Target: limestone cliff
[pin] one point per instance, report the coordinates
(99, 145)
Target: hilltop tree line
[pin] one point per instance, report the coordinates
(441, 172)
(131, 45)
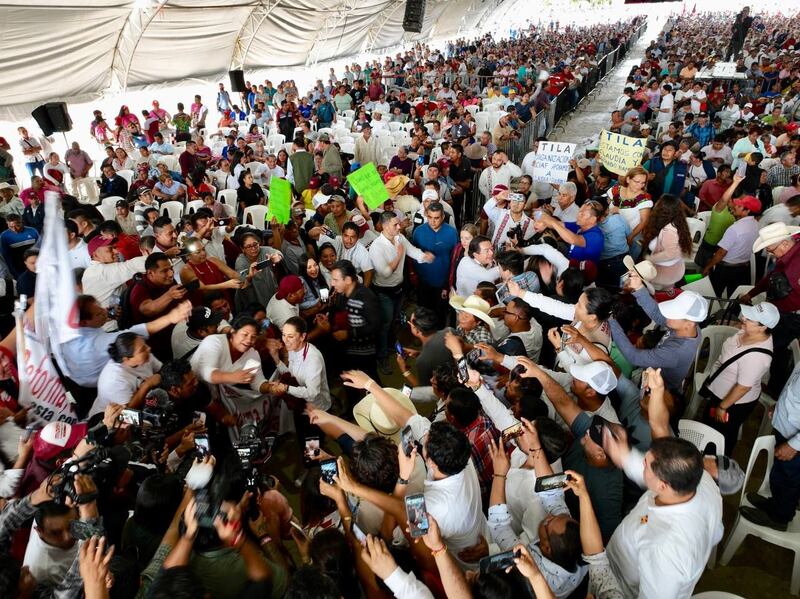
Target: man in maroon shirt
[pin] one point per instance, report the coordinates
(154, 296)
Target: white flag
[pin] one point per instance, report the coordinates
(55, 299)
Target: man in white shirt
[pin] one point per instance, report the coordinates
(661, 547)
(477, 266)
(387, 254)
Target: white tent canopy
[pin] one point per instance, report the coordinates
(69, 49)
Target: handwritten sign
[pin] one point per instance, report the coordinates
(620, 153)
(552, 162)
(280, 200)
(369, 185)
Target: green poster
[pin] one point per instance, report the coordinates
(369, 185)
(280, 200)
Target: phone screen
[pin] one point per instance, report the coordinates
(132, 417)
(417, 515)
(329, 469)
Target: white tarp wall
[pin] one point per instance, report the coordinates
(77, 49)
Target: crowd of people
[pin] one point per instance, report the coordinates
(465, 407)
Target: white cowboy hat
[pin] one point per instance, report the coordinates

##############################

WHAT YOU NEED TO DO -> Nothing but the lines from the one with "Target: hilltop tree line" to the one with "Target: man in white shirt" above, both included, should be transcribed, exactly and without pictures.

EXERCISE ANSWER ->
Target: hilltop tree line
[pin] one point per instance, report the coordinates
(441, 172)
(131, 45)
Target: man in maroon shirt
[pin] one point per instance, report the coordinates
(154, 296)
Target: white flag
[pin] one point per instance, report the coordinates
(55, 299)
Target: man in white shirt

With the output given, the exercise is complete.